#### [Given problem 1]
Copy out the text below on horror soundtracks, word for word and in full.

‘Tis an honor to have music that you wrote end up at #23 (!) on the list of “100 Greatest Horror Soundtracks of all time“. Nestled right between “Alien” and “Rosemary’s Baby”. Right where it belongs!
25. Charles Bernstein
The Entity
(1983)
Bernstein is best known for his syrupy synth score for Nightmare on Elm Street (also on this list), but his compositions for uncomfortable ghost-rape movie The Entity are far superior. Here’s a soundtrack so jam-packed with weird, memorably spine-chilling cues that Quentin Tarantino snaffled one for Inglourious Basterds – using ‘Bath Attack’ to heighten tension in one of the film’s most crucial scenes.
24. Krzysztof Komeda
Rosemary’s Baby
(1968)
Krzysztof Trzcinski was a former ENT doctor in Warsaw who, using the pseudonym Komeda to avoid hassle from the censorious Communist regime, became a crucial figure in the development of European jazz. His 1960s soundtrack work is vital, with Knife in the Water and The Fearless Vampire Killers among the highlights in an extensive catalogue. His score for Polanski’s punishing 1968 classic, however, takes top billing – a timely blend of ’60s pop, stern orchestration and warped chanting, all centred around that coiling lullaby motif. Psychological disarray has rarely sounded groovier.

#### [Given problem 2]
Write out the records below exactly as they appear. Include everything from the line that contains "The service SHOULD place a point on the cookie crumb, one" down to the last line of the records.

#### [Data to process]
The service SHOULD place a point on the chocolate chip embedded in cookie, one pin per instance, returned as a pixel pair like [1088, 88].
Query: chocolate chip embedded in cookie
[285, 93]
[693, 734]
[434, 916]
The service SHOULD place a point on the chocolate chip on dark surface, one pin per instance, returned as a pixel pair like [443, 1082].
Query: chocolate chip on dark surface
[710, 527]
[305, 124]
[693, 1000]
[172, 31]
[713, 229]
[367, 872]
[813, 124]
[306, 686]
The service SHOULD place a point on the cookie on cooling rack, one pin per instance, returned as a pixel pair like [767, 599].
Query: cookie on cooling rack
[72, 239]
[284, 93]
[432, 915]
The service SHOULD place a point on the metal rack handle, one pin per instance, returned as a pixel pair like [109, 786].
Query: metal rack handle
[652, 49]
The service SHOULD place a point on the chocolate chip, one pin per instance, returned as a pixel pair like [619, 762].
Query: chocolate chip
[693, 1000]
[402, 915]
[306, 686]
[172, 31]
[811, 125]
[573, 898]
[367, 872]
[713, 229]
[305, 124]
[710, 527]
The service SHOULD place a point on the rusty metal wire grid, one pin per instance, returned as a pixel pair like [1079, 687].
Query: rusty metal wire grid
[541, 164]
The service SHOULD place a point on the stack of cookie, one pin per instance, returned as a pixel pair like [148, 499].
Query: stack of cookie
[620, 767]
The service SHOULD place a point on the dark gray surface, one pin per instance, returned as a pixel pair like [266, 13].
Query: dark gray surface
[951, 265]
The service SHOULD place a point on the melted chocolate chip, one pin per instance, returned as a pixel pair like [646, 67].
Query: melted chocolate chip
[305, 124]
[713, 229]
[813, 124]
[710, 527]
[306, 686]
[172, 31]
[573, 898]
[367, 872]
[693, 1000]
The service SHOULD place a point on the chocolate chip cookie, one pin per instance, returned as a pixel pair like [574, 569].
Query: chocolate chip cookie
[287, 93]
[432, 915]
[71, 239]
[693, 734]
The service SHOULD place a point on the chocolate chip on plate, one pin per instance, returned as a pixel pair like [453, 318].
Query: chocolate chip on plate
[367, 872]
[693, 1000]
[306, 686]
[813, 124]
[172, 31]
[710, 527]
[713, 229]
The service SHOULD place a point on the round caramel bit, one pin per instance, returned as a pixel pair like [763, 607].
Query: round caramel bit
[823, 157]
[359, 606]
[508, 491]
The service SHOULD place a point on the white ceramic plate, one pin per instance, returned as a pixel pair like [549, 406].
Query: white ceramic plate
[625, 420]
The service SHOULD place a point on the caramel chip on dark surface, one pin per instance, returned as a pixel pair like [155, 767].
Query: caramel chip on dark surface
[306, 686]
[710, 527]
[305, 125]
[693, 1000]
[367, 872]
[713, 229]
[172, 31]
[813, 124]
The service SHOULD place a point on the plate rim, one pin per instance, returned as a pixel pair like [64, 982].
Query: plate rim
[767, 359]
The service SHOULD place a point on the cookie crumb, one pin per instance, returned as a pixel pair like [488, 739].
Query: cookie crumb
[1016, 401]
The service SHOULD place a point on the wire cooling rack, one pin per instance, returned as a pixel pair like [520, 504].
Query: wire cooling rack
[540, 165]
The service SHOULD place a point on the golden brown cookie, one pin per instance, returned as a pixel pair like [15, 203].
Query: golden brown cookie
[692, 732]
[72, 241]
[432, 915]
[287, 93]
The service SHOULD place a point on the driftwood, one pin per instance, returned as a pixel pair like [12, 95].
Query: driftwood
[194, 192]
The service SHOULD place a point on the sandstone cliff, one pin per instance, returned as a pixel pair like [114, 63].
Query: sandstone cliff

#### [Full solution 1]
‘Tis an honor to have music that you wrote end up at #23 (!) on the list of “100 Greatest Horror Soundtracks of all time“. Nestled right between “Alien” and “Rosemary’s Baby”. Right where it belongs!
25. Charles Bernstein
The Entity
(1983)
Bernstein is best known for his syrupy synth score for Nightmare on Elm Street (also on this list), but his compositions for uncomfortable ghost-rape movie The Entity are far superior. Here’s a soundtrack so jam-packed with weird, memorably spine-chilling cues that Quentin Tarantino snaffled one for Inglourious Basterds – using ‘Bath Attack’ to heighten tension in one of the film’s most crucial scenes.
24. Krzysztof Komeda
Rosemary’s Baby
(1968)
Krzysztof Trzcinski was a former ENT doctor in Warsaw who, using the pseudonym Komeda to avoid hassle from the censorious Communist regime, became a crucial figure in the development of European jazz. His 1960s soundtrack work is vital, with Knife in the Water and The Fearless Vampire Killers among the highlights in an extensive catalogue. His score for Polanski’s punishing 1968 classic, however, takes top billing – a timely blend of ’60s pop, stern orchestration and warped chanting, all centred around that coiling lullaby motif. Psychological disarray has rarely sounded groovier.

#### [Full solution 2]
The service SHOULD place a point on the cookie crumb, one pin per instance, returned as a pixel pair like [488, 739].
Query: cookie crumb
[1016, 401]
The service SHOULD place a point on the wire cooling rack, one pin per instance, returned as a pixel pair like [520, 504].
Query: wire cooling rack
[540, 165]
The service SHOULD place a point on the golden brown cookie, one pin per instance, returned as a pixel pair like [15, 203].
Query: golden brown cookie
[692, 732]
[72, 241]
[432, 915]
[287, 93]
The service SHOULD place a point on the driftwood, one pin per instance, returned as a pixel pair like [12, 95].
Query: driftwood
[194, 192]
The service SHOULD place a point on the sandstone cliff, one pin per instance, returned as a pixel pair like [114, 63].
Query: sandstone cliff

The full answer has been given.